→ **WHAT TO WORK ON**:
Exclude the pictures, and otherwise reproduce the data in full.

==== EXERCISE INPUT ====

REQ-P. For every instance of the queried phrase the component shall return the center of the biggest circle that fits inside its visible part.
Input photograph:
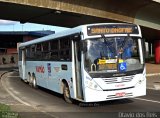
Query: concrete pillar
(157, 51)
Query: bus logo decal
(40, 69)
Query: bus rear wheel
(66, 94)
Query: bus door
(24, 64)
(77, 65)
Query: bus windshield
(113, 54)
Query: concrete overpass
(70, 13)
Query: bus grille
(119, 95)
(118, 79)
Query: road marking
(148, 100)
(13, 76)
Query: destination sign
(112, 29)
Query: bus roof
(67, 32)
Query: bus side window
(45, 51)
(32, 51)
(65, 46)
(54, 50)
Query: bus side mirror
(144, 47)
(83, 46)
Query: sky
(7, 25)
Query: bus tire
(66, 94)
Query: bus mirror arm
(83, 46)
(93, 67)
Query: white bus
(89, 63)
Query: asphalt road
(52, 105)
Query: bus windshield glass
(113, 54)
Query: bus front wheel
(66, 94)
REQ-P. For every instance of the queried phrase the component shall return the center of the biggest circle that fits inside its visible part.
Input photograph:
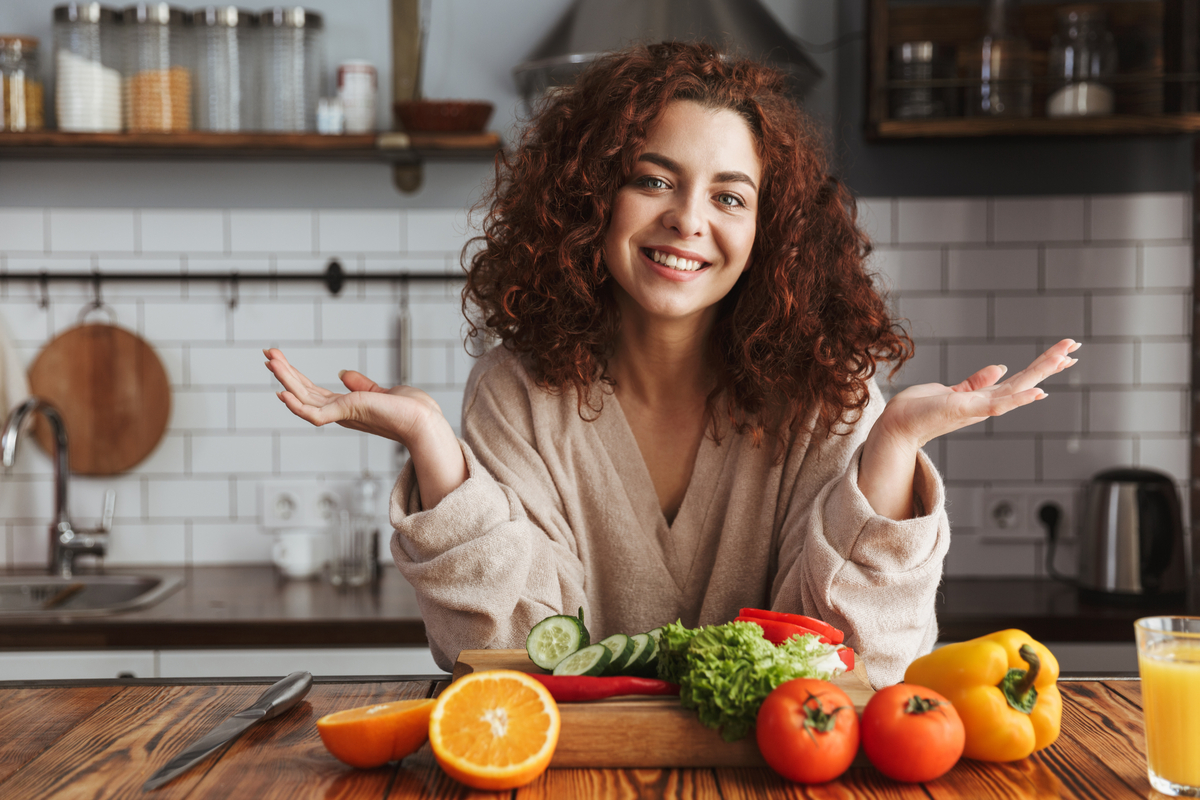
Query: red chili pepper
(815, 625)
(847, 657)
(571, 689)
(777, 632)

====

→ **EXERCISE OUTPUT**:
REQ-P. For every instance of the queried phrase the component shall return the center of the biggest circle that fits inside its visible part.
Input photograph:
Query: concrete pillar
(157, 51)
Query: bus logo decal
(40, 69)
Query: bus rear wheel
(66, 94)
Query: bus door
(24, 64)
(77, 65)
Query: bus windshield
(113, 54)
Query: concrete overpass
(70, 13)
Query: bus grille
(119, 95)
(118, 79)
Query: road marking
(148, 100)
(13, 76)
Query: destination sign
(112, 29)
Query: bus roof
(67, 32)
Query: bus side window
(45, 51)
(32, 51)
(65, 46)
(54, 50)
Query: bus side mirror
(144, 47)
(83, 46)
Query: sky
(7, 25)
Query: bus tire
(66, 94)
Query: bus mirror arm
(83, 46)
(93, 67)
Query: white bus
(89, 63)
Query: asphalt road
(52, 105)
Query: bus windshield glass
(113, 54)
Query: bus front wheel
(66, 94)
REQ-P. For every instance of the queried phrase the component shall return the center of the biggest circle that fits inside its visible part.
Input photograph:
Query: red chili pepper
(815, 625)
(847, 657)
(571, 689)
(777, 632)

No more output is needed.